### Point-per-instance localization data
========================

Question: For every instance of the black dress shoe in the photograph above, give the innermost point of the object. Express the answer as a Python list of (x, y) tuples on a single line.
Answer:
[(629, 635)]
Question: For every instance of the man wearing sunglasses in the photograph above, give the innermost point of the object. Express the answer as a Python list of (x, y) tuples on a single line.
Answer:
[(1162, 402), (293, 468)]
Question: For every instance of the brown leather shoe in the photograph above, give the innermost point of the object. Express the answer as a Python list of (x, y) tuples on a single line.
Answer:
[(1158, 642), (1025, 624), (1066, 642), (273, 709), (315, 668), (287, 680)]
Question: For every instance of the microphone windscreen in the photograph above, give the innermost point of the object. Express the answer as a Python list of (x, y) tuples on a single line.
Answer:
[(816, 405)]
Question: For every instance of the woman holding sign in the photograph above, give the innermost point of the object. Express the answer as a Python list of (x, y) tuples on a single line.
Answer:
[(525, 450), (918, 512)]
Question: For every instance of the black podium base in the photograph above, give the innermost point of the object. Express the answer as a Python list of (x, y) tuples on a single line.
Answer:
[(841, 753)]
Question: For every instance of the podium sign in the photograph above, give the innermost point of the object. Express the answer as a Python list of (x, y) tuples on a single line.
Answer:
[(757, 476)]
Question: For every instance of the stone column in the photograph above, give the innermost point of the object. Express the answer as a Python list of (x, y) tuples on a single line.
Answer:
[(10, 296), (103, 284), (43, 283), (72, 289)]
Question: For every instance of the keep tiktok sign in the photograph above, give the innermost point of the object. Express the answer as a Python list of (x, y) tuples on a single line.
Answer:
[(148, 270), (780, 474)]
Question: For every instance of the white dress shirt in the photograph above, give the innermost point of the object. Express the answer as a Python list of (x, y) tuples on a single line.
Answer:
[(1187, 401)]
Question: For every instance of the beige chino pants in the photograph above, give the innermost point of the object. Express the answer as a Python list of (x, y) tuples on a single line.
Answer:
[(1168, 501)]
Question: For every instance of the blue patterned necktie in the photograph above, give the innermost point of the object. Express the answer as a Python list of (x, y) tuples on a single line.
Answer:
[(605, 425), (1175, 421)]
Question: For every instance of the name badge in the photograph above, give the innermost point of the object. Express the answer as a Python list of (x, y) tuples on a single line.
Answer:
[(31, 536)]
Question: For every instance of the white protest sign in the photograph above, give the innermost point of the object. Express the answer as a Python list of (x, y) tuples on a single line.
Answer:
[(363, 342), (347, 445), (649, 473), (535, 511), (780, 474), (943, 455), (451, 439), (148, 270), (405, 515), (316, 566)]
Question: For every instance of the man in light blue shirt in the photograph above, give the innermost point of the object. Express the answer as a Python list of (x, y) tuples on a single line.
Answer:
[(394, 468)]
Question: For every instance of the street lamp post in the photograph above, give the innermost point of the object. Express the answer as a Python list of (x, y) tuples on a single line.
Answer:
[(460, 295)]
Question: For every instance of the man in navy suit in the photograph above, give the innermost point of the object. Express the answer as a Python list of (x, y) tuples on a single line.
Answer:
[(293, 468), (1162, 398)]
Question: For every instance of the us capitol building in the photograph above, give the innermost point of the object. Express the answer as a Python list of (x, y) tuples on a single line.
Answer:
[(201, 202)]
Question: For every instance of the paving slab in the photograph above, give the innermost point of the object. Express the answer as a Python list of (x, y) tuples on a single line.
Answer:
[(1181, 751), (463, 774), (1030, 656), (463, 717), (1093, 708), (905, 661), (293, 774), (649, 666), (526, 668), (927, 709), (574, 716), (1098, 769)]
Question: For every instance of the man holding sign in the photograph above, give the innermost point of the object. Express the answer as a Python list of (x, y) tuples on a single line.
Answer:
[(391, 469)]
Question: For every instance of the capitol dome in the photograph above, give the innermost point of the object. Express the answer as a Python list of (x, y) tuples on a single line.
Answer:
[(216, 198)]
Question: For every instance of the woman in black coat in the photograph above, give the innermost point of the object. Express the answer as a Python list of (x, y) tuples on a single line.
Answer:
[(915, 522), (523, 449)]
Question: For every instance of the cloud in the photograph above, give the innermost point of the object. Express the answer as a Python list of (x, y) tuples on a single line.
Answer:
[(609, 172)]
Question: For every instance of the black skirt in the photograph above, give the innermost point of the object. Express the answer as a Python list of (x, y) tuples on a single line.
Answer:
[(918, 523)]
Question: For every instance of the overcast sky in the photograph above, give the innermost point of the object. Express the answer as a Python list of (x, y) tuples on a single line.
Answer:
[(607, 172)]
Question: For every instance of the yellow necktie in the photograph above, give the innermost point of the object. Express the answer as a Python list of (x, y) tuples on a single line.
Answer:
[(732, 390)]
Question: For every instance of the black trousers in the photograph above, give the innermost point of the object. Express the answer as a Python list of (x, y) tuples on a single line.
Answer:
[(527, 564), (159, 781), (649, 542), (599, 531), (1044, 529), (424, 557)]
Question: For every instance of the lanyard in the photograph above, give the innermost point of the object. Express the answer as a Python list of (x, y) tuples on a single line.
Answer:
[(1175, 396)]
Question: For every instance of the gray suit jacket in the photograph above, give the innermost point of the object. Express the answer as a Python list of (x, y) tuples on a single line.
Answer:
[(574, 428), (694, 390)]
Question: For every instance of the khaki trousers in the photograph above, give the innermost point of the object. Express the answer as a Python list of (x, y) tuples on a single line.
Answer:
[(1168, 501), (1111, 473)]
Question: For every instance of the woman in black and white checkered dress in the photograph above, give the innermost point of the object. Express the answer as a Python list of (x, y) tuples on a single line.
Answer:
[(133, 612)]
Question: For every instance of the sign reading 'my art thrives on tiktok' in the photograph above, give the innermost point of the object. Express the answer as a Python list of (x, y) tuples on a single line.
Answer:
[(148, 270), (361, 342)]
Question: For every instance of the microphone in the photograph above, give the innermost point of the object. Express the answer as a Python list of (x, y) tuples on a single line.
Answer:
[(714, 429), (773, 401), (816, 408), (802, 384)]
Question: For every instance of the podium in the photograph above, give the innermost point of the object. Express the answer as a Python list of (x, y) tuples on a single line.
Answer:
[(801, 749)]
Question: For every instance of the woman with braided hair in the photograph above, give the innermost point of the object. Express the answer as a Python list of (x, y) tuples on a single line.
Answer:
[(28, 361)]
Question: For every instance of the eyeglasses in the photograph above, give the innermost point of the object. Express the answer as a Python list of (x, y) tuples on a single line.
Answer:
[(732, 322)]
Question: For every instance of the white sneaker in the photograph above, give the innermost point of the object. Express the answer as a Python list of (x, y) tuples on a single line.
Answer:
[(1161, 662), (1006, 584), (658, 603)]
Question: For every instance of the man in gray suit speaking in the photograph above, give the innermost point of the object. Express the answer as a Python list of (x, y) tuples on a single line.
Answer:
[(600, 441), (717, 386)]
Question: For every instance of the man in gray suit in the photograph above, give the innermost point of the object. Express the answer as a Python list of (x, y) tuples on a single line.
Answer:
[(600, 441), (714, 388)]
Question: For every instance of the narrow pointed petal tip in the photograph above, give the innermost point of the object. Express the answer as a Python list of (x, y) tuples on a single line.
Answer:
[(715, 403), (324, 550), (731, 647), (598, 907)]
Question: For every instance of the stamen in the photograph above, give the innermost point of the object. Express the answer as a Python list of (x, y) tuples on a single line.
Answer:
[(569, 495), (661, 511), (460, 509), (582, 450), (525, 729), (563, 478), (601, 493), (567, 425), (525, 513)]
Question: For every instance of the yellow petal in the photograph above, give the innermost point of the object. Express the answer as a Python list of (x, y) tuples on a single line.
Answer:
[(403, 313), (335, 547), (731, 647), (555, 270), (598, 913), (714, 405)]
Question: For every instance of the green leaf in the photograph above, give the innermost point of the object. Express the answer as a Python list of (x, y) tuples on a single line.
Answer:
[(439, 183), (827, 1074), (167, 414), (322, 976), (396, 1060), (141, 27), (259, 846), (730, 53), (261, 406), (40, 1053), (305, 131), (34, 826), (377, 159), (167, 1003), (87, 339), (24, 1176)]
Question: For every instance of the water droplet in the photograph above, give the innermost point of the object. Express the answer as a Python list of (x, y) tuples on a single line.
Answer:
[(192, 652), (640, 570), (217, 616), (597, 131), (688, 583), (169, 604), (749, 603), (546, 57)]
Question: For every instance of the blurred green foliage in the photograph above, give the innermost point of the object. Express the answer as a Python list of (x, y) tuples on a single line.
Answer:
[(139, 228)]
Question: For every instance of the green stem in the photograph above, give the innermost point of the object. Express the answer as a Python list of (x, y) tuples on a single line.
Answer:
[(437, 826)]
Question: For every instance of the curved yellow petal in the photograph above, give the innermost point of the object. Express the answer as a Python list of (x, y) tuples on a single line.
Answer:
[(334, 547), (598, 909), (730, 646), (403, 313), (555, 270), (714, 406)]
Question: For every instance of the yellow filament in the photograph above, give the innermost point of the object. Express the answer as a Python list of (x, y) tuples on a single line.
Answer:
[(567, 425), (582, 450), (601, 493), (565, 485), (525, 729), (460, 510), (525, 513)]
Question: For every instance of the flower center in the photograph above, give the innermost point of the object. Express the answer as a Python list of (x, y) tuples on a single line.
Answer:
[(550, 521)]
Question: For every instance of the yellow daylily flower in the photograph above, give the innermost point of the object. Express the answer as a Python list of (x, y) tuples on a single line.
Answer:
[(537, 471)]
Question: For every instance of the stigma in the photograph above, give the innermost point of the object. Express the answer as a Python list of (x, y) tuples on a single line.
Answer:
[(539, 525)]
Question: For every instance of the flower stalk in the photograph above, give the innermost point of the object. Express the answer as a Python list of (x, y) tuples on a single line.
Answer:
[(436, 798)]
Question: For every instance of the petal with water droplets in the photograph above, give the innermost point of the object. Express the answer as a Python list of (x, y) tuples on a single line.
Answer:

========================

### What to do
Where a line of the records has the string "water", copy that line.

### Response area
Question: For every instance of the water droplet in the photograph above, give the innermost point of the object. Express the answer as a Python list of (x, y) tuples on a single line.
Question: For every instance of the petal with water droplets in the photograph above, give the innermost point of the object. Express the answer as a Python list of (x, y) tuples on a single line.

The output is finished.